— INSTRUCTIONS TO FOLLOW —
From the line that includes "query (the noun phrase to segment): curved" to the last line of the records, inclusive, repeat each line exactly.

====== DATA SHOWN ======

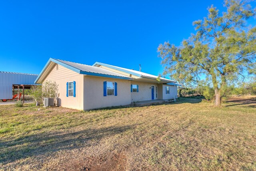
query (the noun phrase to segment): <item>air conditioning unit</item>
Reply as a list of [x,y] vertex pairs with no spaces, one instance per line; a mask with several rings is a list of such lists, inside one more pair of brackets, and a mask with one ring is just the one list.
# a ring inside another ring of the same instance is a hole
[[44,100],[44,107],[54,106],[54,98],[45,98]]

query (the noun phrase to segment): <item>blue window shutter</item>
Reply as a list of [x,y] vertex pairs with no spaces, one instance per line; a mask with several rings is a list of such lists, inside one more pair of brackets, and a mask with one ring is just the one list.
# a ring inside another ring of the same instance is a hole
[[68,82],[67,82],[67,97],[68,97]]
[[73,82],[73,88],[74,88],[73,90],[73,97],[76,97],[76,82],[75,81],[74,81]]
[[117,95],[117,83],[115,82],[115,96]]
[[107,96],[107,82],[103,82],[103,96]]

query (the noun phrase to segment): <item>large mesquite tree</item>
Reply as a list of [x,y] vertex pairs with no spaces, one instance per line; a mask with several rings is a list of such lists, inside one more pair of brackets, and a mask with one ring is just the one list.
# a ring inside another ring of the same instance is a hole
[[225,1],[227,10],[221,14],[212,5],[206,17],[193,22],[195,34],[180,46],[166,42],[158,49],[165,72],[172,77],[205,74],[214,89],[216,105],[221,105],[228,82],[256,74],[256,27],[246,26],[255,9],[245,2]]

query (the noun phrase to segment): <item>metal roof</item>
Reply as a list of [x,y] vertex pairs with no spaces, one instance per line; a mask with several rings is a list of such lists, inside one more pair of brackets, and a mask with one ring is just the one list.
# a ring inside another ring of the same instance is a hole
[[181,84],[178,84],[177,83],[167,83],[166,84],[168,84],[168,85],[172,85],[172,86],[182,86]]
[[39,82],[39,80],[41,80],[42,78],[46,77],[47,74],[45,74],[45,72],[50,72],[50,70],[49,70],[48,68],[52,67],[53,66],[53,62],[58,64],[82,74],[120,79],[133,80],[131,77],[109,71],[104,68],[51,58],[48,61],[48,62],[35,81],[35,82]]
[[12,97],[12,85],[34,85],[38,75],[0,71],[0,99]]
[[38,76],[38,74],[26,74],[26,73],[21,73],[20,72],[9,72],[8,71],[0,71],[0,73],[8,73],[8,74],[24,74],[24,75],[30,75],[31,76]]
[[[136,71],[135,70],[130,70],[130,69],[125,68],[124,68],[120,67],[119,66],[114,66],[111,65],[109,65],[106,64],[102,63],[100,62],[96,62],[93,65],[93,66],[102,66],[106,67],[108,67],[110,68],[118,70],[118,71],[122,71],[126,73],[130,74],[134,76],[137,76],[139,77],[144,77],[147,78],[151,78],[154,79],[156,79],[158,78],[158,76],[154,76],[154,75],[150,74],[149,74],[145,73],[145,72],[141,72],[140,71]],[[162,81],[165,81],[167,82],[176,82],[175,81],[172,80],[170,79],[164,78],[163,77],[160,77],[160,80]]]

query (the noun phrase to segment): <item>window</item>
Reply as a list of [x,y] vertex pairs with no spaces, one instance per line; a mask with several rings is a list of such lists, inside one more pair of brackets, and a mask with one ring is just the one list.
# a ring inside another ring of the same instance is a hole
[[107,82],[107,95],[114,95],[115,82]]
[[132,92],[137,92],[137,85],[132,84]]
[[74,95],[74,82],[68,82],[68,96]]
[[169,87],[166,87],[166,94],[170,94],[170,89]]
[[131,84],[131,92],[139,92],[139,85]]

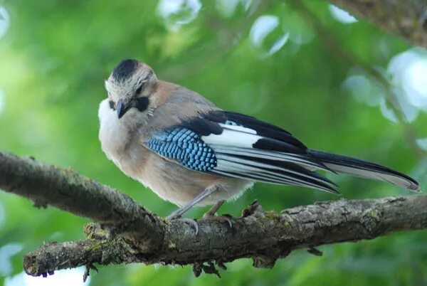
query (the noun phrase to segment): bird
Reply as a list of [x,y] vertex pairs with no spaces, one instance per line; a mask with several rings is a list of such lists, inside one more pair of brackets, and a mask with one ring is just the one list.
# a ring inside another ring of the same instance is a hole
[[411,190],[420,184],[390,168],[309,149],[284,129],[223,110],[200,94],[159,80],[147,63],[121,61],[105,80],[99,139],[107,157],[128,176],[179,208],[212,206],[215,215],[255,182],[338,194],[317,171],[383,181]]

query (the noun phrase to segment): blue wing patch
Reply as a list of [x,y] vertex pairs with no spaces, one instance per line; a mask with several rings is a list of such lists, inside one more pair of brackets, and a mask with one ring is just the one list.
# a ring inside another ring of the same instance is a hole
[[155,134],[145,143],[154,152],[177,160],[196,171],[207,171],[216,166],[215,152],[193,131],[175,128]]

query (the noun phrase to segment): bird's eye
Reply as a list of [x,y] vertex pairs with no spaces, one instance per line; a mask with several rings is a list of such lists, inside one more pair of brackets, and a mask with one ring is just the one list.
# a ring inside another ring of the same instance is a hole
[[137,95],[141,93],[141,90],[142,90],[142,84],[141,84],[139,87],[137,89]]
[[147,107],[148,107],[148,104],[149,103],[149,101],[148,100],[148,97],[142,97],[137,98],[136,102],[136,107],[138,109],[138,110],[139,110],[140,112],[143,112],[145,110],[147,110]]
[[110,108],[111,108],[113,110],[115,110],[115,103],[114,102],[114,101],[112,100],[109,100],[108,101],[108,104],[110,105]]

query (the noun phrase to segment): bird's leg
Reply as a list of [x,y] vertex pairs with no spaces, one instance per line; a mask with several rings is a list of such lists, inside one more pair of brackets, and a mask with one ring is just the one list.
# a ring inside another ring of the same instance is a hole
[[169,215],[167,218],[169,220],[173,220],[181,218],[182,215],[184,214],[188,210],[191,208],[197,203],[200,203],[201,200],[205,198],[206,196],[209,196],[211,194],[214,193],[215,191],[216,191],[215,188],[206,189],[204,191],[196,196],[194,198],[193,198],[193,201],[186,203],[181,208],[178,208],[176,211],[174,211],[172,213]]
[[[205,198],[206,196],[209,196],[211,194],[214,193],[216,191],[216,188],[209,188],[206,189],[204,191],[198,194],[193,198],[193,201],[190,201],[188,203],[182,206],[181,208],[178,208],[176,211],[174,211],[172,213],[169,215],[167,218],[169,220],[174,220],[174,219],[180,219],[184,223],[186,223],[194,228],[194,231],[196,231],[196,235],[199,233],[199,226],[196,221],[191,218],[181,218],[182,215],[185,213],[188,210],[191,208],[193,206],[199,203],[201,200]],[[218,206],[219,208],[221,205]]]
[[219,201],[218,203],[215,203],[208,211],[205,213],[203,216],[215,216],[215,213],[218,211],[219,208],[226,202],[226,201],[222,200]]
[[216,211],[221,208],[221,206],[226,201],[219,201],[218,203],[215,203],[212,207],[205,213],[203,216],[203,218],[201,221],[213,221],[213,220],[218,220],[223,222],[226,222],[230,226],[230,228],[233,227],[233,222],[231,221],[231,218],[228,216],[215,216],[215,213]]

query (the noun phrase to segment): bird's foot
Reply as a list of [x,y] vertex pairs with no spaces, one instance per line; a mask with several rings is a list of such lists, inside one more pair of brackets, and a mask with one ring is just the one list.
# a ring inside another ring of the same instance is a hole
[[181,214],[175,213],[175,211],[173,212],[172,213],[167,216],[166,218],[167,218],[169,221],[180,221],[184,223],[188,224],[191,228],[193,228],[193,229],[196,232],[196,235],[197,235],[197,234],[199,233],[199,225],[197,224],[197,222],[193,218],[183,218],[181,216]]

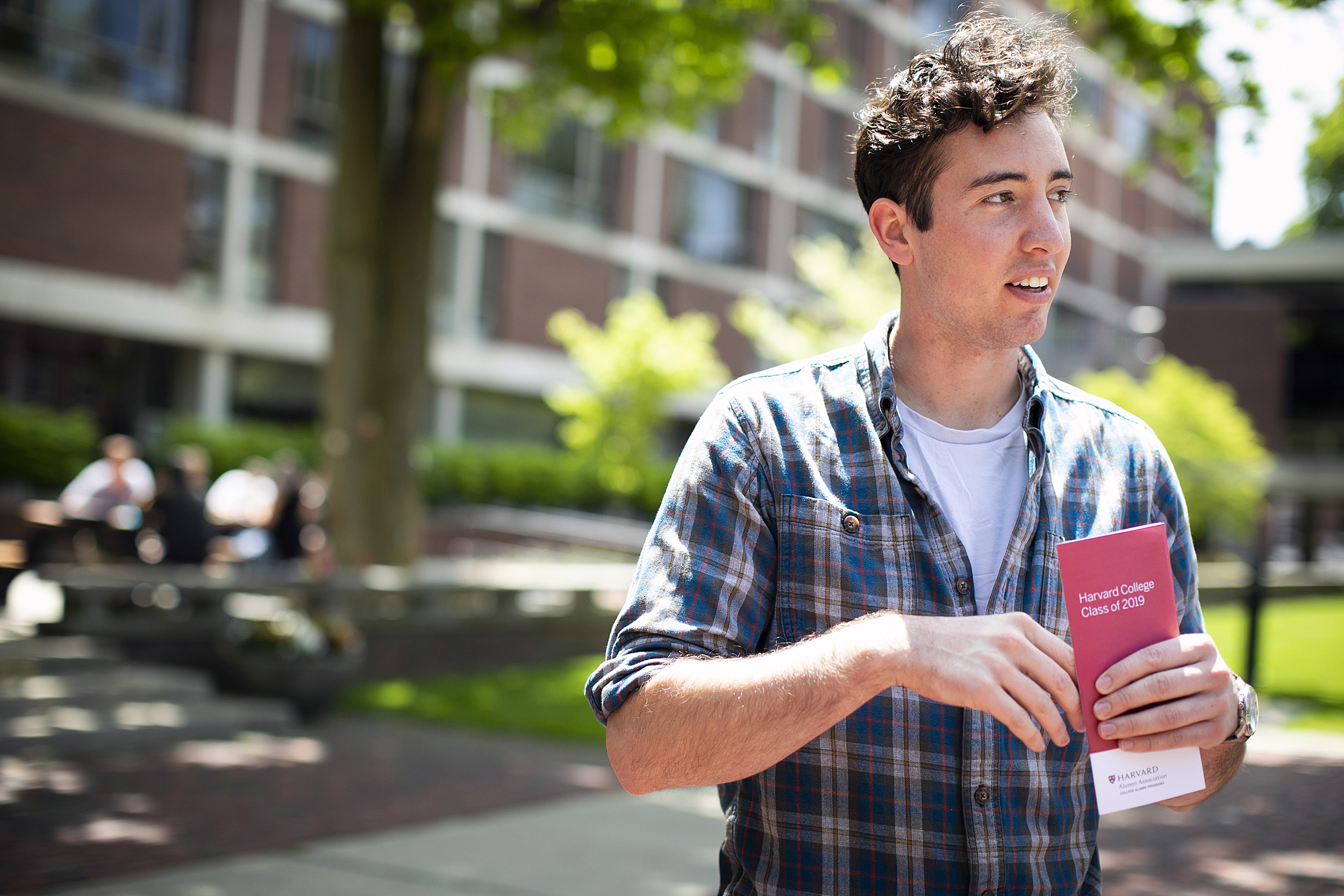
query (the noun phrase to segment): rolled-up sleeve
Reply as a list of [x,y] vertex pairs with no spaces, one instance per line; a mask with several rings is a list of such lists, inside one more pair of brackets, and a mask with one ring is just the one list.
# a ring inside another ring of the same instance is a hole
[[1154,523],[1161,520],[1167,524],[1167,552],[1171,555],[1172,583],[1176,586],[1176,617],[1181,634],[1193,634],[1204,630],[1204,614],[1199,606],[1199,564],[1189,536],[1189,512],[1167,449],[1156,437],[1153,442],[1156,449],[1152,458],[1154,472],[1152,519]]
[[730,392],[700,418],[585,692],[602,724],[663,666],[754,653],[774,604],[774,520],[757,430]]

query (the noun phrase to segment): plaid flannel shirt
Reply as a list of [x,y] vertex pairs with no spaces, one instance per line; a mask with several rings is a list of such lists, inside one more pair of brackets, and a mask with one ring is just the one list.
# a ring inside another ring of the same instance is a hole
[[[974,615],[966,552],[910,473],[887,337],[737,380],[700,419],[606,661],[606,717],[680,657],[745,657],[879,610]],[[989,613],[1068,639],[1055,545],[1163,521],[1181,631],[1203,630],[1185,505],[1141,420],[1023,349],[1028,485]],[[856,517],[857,525],[855,525]],[[989,713],[879,693],[765,771],[719,786],[720,892],[1099,893],[1087,740],[1034,754]]]

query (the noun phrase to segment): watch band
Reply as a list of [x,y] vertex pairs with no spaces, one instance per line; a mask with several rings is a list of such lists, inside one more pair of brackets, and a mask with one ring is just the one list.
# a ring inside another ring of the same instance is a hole
[[1242,744],[1250,740],[1259,727],[1259,697],[1255,695],[1255,688],[1241,676],[1232,673],[1232,677],[1236,678],[1236,728],[1223,743]]

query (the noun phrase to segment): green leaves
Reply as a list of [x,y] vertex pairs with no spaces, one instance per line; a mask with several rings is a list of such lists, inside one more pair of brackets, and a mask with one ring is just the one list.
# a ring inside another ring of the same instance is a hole
[[650,458],[660,454],[656,438],[668,399],[727,379],[714,348],[718,329],[700,312],[669,318],[652,293],[612,302],[605,326],[574,309],[551,317],[547,334],[564,347],[585,383],[555,387],[546,402],[566,418],[560,441],[597,463],[603,489],[638,494]]
[[98,430],[86,411],[0,400],[0,481],[59,489],[97,457]]
[[829,234],[800,239],[793,262],[817,290],[814,300],[780,308],[759,293],[743,293],[728,309],[732,326],[761,357],[785,363],[852,345],[900,304],[900,281],[871,238],[852,254]]
[[[1154,145],[1184,177],[1192,177],[1212,203],[1214,157],[1208,134],[1227,105],[1263,110],[1250,69],[1241,73],[1239,95],[1228,95],[1199,60],[1206,34],[1204,0],[1181,0],[1189,19],[1168,24],[1149,19],[1133,0],[1050,0],[1067,13],[1078,36],[1107,58],[1122,78],[1132,78],[1153,99],[1165,99],[1172,114],[1157,121]],[[1246,55],[1249,64],[1250,56]]]
[[1316,118],[1316,137],[1306,146],[1308,212],[1289,228],[1288,236],[1316,230],[1344,230],[1344,81],[1335,109]]
[[738,99],[746,44],[762,31],[821,82],[839,77],[814,51],[833,23],[804,0],[347,1],[401,27],[413,20],[418,52],[449,81],[482,55],[526,63],[521,83],[496,91],[499,133],[520,145],[564,114],[598,120],[613,138],[659,120],[691,126],[706,106]]
[[1077,384],[1153,427],[1176,467],[1196,544],[1212,532],[1250,532],[1270,459],[1230,386],[1171,355],[1142,382],[1114,368],[1085,373]]

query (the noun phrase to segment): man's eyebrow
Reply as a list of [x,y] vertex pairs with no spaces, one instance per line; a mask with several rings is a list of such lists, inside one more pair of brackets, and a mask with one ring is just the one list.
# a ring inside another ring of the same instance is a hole
[[[1058,169],[1058,171],[1055,171],[1054,173],[1050,175],[1050,180],[1051,181],[1055,181],[1055,180],[1073,180],[1073,179],[1074,179],[1074,172],[1068,171],[1067,168],[1060,168],[1060,169]],[[991,184],[1001,184],[1005,180],[1019,180],[1019,181],[1025,183],[1030,179],[1027,177],[1027,175],[1021,173],[1020,171],[996,171],[996,172],[991,172],[988,175],[981,175],[980,177],[976,177],[973,181],[970,181],[969,184],[966,184],[966,189],[970,191],[970,189],[976,189],[978,187],[988,187]]]

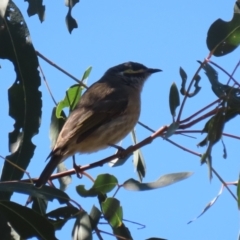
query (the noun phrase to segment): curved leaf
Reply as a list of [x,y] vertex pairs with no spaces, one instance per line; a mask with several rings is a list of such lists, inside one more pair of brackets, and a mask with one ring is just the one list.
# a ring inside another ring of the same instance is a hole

======

— COMPLETED TASK —
query (the noun phrase to segment): curved leaf
Reply as a list of [x,y] vertex pairs with no spaces, one instance per line; a mask with several rings is a list of such lists, inside one more pair of brackets, and a mask with one ring is just the one list.
# a ring inside another ring of the same instance is a hole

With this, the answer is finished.